▶

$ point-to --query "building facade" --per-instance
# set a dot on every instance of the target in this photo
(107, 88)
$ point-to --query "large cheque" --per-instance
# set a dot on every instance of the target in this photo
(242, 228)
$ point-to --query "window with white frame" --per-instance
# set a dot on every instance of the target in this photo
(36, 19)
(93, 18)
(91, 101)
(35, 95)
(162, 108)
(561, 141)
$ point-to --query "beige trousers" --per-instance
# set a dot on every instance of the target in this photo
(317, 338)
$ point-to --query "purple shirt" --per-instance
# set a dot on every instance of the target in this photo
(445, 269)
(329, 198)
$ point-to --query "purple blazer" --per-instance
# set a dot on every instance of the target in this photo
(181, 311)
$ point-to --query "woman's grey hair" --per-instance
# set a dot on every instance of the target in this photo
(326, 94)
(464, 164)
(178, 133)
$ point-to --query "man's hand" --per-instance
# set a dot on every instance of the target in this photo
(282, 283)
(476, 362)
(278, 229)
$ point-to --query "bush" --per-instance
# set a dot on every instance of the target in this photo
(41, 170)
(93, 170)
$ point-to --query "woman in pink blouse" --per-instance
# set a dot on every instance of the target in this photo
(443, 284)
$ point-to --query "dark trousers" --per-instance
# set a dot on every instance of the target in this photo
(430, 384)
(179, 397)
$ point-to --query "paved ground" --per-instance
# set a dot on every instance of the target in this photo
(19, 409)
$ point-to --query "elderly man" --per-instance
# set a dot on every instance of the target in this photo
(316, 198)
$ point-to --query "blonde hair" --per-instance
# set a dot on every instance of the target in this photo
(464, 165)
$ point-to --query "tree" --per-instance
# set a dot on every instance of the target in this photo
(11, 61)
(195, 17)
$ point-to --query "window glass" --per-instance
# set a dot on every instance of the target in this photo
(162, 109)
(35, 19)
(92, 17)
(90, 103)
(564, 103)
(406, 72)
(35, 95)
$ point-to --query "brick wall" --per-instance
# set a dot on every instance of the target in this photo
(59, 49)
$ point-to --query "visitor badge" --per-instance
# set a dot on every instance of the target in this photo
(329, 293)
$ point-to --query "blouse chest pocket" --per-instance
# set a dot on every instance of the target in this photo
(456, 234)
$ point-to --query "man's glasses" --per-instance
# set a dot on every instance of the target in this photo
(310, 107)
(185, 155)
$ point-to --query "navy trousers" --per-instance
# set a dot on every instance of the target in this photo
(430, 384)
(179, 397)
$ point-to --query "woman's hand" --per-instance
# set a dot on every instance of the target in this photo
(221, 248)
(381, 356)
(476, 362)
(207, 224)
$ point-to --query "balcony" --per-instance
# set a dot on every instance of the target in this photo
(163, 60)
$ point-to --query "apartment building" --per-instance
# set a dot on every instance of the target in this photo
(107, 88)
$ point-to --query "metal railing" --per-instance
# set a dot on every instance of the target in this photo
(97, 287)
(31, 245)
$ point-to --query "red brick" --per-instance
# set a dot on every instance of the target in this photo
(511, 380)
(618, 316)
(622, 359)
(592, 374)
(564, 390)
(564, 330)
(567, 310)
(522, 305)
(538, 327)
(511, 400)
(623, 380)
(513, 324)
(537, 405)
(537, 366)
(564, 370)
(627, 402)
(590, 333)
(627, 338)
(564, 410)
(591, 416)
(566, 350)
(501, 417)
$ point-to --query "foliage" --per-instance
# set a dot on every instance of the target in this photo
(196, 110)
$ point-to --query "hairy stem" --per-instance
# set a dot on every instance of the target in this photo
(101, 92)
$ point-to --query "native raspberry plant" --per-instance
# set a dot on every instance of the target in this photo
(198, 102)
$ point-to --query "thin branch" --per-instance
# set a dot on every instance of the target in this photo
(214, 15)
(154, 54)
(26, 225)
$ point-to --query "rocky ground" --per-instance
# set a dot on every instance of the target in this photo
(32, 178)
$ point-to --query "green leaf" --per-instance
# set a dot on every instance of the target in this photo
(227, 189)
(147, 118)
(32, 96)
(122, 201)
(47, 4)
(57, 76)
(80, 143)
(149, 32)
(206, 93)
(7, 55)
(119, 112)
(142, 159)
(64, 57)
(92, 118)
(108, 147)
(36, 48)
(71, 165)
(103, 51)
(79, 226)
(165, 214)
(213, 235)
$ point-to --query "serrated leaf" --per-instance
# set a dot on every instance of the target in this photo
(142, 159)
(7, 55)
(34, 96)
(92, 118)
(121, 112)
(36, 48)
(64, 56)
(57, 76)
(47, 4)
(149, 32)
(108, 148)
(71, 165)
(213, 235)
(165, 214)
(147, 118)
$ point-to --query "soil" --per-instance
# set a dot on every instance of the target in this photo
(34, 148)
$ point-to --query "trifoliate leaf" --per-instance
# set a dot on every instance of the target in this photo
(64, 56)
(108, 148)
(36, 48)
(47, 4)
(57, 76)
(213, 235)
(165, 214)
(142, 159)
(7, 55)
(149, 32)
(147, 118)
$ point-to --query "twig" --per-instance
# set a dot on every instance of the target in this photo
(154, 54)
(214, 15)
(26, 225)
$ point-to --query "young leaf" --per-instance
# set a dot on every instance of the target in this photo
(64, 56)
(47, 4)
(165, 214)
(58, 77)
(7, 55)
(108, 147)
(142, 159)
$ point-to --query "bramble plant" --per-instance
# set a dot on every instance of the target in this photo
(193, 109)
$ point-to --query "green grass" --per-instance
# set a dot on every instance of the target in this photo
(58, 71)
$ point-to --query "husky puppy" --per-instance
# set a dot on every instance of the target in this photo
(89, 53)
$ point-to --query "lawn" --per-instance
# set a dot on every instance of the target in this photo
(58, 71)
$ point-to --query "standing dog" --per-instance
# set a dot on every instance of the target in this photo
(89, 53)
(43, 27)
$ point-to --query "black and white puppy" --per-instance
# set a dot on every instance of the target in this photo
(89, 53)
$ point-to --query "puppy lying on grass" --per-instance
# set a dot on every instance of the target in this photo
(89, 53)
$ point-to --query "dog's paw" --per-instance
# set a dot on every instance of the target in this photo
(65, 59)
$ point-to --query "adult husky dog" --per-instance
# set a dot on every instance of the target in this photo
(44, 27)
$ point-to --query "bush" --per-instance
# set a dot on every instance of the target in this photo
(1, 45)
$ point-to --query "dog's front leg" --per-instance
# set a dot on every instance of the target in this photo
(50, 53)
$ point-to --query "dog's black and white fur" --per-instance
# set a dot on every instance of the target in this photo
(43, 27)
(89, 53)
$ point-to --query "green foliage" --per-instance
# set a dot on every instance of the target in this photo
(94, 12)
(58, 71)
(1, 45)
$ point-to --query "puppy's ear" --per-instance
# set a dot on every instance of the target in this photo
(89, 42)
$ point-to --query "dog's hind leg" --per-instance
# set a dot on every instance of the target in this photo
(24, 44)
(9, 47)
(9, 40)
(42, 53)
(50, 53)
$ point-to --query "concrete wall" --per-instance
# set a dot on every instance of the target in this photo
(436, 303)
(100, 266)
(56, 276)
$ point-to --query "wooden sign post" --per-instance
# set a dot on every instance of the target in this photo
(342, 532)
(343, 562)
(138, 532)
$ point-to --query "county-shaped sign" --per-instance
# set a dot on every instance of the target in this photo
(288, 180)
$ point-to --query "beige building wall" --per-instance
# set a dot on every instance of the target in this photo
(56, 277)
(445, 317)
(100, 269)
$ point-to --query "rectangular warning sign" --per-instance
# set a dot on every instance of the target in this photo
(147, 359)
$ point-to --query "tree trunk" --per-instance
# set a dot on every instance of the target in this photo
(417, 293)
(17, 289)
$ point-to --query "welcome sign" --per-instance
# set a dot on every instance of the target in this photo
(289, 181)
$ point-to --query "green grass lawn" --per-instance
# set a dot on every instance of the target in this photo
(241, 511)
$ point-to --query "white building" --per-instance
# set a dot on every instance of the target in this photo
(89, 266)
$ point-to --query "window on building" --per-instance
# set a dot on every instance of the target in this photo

◀

#### WRITTEN INSTRUCTION
Locate every line in the entries above that contains the word "trousers", and copy each such line. Case counts.

#### FULL OUTPUT
$ point-to --query "beige trousers" --per-instance
$ point-to --query "dark trousers" --per-instance
$ point-to --query "navy trousers" --per-instance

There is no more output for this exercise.